Exercise goal:
Reproduce the following records verbatim, every line unchanged.

Location annotation dataset excerpts:
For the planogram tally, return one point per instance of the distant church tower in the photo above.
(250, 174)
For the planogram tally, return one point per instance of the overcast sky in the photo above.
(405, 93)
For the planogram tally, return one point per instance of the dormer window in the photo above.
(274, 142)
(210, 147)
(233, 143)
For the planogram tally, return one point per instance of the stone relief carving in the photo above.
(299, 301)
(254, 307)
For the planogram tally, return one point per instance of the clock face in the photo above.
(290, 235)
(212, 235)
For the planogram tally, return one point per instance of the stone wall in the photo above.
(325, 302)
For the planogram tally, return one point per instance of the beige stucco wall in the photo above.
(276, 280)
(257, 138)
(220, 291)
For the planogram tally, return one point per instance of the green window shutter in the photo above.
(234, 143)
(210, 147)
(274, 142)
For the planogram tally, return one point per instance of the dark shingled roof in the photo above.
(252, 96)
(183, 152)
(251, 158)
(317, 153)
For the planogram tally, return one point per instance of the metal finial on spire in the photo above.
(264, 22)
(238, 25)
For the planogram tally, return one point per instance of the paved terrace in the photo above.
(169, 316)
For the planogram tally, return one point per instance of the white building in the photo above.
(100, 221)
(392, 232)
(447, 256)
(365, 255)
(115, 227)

Finished exercise:
For the planogram tally, return one point per instance of the distant church tower in the photo above.
(250, 174)
For the planogram tally, return one point per instance of the overcast sky in the photo above.
(405, 93)
For the planogram tally, return one point per instance of the dormer window in the photo above.
(274, 142)
(210, 147)
(233, 143)
For the planogram tally, return one point per instance of the stone relief carving in the photo above.
(299, 301)
(254, 307)
For the planogram tally, return one point per instance of the clock face in the photo above.
(290, 235)
(212, 235)
For the planogram tally, return one point per instance of the stone wall in the photo above.
(325, 302)
For the planogram tally, return one point per instance of the beige stucco wall in the photo above.
(276, 280)
(257, 138)
(220, 291)
For the planogram tally, return one point per instance of the green window shutter in the photo above.
(234, 143)
(210, 147)
(274, 142)
For the planogram tally, return one point per instance of the dark shingled roof in the photo above.
(252, 96)
(183, 152)
(251, 158)
(317, 153)
For the planogram tally, return one point per instance of the metal finial on spire in the photo above.
(264, 22)
(238, 25)
For the planogram tally, return one point per instance of the paved terrace in the photo above.
(169, 316)
For the planogram tally, return one point per instance of the white building in the photo above.
(100, 221)
(392, 232)
(447, 256)
(365, 255)
(115, 227)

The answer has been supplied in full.